Our default is to have error checking on, but there are some cases where you don’t care if the command fails. Let’s invent a scenario:

Our build process requires project build scripts to remove container and image artifacts. Our build server has run out of disk space because individual projects don’t always do this, or don’t cleanup after build failures. Create a script to include in each build that ensures these artifacts are removed.

We expect the project build scripts to clean up after themselves, and we know that docker rm -fv container-name will error if the container does not exist. We want to include our script in every build job, but don’t want our script to fail the build, especially for the common case. We also don’t want to turn off default error checking for all other commands in the script.

The solution: turn off error checking for only the commands that can generate errors we don’t care about.

# Intentionally disable error checking
set +e
docker rm -fv ${CONTAINER_NAME}
docker rmi -f ${IMAGE_NAME}
set -e

Software requirements met, but we can do better.

Good engineering practice: Tell users what you are doing, trap common errors, and then, describe the errors and possible solutions.

Below, we check if there are any containers related to this image, and then tell the user if we are, or are not removing any.

# Does the container exist?
CONTAINERS=$(docker ps -a -f "ancestor=${IMAGE_NAME}" | grep "${CONTAINER_NAME}" | cut -f1 -d' ')

if [ -n "${CONTAINERS}" ]; then
    echo "${ECHO_PREFIX} Stopping and removing ${CONTAINER_NAME} containers"
    docker rm -fv ${CONTAINERS}
    echo "${ECHO_PREFIX} No ${CONTAINER_NAME} containers running"

See the source code but note that it won’t run in our test environment as configured - we didn’t install docker or build any images there. I keep it around to clean up ad hoc builds on my mac.

Exit codes

Good engineering practices:

  • Return different exit codes for different types of errors.

GOALS »
[a] Decide whether each statement below agrees with the passage on error checking, answering yes or no and quoting the words of the passage that settle it. (i) The script turns off default error checking for every command it contains. (ii) Running docker rm -fv on a container that does not exist produces an error. (iii) The source code runs in the test environment as configured.
[b] Reproduce everything in the passage on error checking from "# Intentionally disable" down to "the container exist?".

RAW DATA »

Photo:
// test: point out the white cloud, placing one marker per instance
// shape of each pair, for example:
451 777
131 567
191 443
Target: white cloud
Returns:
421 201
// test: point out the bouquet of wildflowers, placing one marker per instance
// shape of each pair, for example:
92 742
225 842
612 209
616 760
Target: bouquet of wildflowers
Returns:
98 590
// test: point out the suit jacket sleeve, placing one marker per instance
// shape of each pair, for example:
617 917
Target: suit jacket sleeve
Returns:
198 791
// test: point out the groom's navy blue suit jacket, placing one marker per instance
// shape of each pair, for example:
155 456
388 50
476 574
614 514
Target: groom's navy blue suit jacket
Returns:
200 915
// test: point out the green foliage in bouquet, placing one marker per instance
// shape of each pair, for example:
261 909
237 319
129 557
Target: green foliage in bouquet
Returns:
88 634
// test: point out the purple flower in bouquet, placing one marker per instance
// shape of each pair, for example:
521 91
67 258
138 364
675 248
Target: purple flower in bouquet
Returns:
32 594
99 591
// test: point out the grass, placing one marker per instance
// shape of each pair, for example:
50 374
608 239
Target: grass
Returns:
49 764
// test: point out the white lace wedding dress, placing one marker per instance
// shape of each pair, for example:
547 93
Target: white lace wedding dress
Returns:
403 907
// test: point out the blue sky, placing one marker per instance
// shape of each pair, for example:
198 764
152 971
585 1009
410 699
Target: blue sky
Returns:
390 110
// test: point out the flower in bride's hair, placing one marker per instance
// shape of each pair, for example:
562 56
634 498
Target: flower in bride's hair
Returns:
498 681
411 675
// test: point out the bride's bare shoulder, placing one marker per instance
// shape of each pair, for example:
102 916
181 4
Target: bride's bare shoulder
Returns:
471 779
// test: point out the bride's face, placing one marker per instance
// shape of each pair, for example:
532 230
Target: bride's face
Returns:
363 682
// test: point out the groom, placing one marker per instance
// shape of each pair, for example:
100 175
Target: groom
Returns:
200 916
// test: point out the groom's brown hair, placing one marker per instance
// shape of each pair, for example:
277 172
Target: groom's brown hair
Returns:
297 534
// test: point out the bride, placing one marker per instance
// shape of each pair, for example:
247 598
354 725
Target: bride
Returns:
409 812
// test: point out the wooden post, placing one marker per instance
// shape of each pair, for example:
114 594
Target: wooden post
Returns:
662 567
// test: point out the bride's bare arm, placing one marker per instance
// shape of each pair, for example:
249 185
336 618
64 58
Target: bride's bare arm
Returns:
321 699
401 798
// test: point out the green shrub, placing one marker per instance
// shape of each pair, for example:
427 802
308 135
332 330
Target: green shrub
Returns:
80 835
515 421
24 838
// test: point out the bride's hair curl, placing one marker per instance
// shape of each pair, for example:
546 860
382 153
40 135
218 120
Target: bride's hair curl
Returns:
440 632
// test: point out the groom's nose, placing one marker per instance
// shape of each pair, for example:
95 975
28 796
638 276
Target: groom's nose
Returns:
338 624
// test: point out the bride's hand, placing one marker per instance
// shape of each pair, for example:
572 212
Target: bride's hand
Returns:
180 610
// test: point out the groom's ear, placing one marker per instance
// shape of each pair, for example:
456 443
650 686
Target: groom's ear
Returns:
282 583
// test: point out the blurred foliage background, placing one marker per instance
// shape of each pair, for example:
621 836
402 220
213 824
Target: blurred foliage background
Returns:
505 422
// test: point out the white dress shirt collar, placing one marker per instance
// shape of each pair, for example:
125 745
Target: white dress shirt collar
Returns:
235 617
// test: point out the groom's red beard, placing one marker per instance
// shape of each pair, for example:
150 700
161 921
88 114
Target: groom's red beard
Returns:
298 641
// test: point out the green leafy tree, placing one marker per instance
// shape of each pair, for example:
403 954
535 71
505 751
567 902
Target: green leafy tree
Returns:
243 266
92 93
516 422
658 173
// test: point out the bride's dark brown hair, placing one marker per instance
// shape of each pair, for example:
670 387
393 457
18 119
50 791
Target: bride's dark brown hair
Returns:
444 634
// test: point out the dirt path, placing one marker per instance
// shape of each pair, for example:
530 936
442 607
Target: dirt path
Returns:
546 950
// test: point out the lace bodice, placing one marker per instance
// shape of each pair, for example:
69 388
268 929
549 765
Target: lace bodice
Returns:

OUTPUTS IN ORDER »
[a]
(i) No: "We also don’t want to turn off default error checking for all other commands in the script."
(ii) Yes: "we know that docker rm -fv container-name will error if the container does not exist"
(iii) No: "it won’t run in our test environment as configured"

[b]
# Intentionally disable error checking
set +e
docker rm -fv ${CONTAINER_NAME}
docker rmi -f ${IMAGE_NAME}
set -e

Software requirements met, but we can do better.

Good engineering practice: Tell users what you are doing, trap common errors, and then, describe the errors and possible solutions.

Below, we check if there are any containers related to this image, and then tell the user if we are, or are not removing any.

# Does the container exist?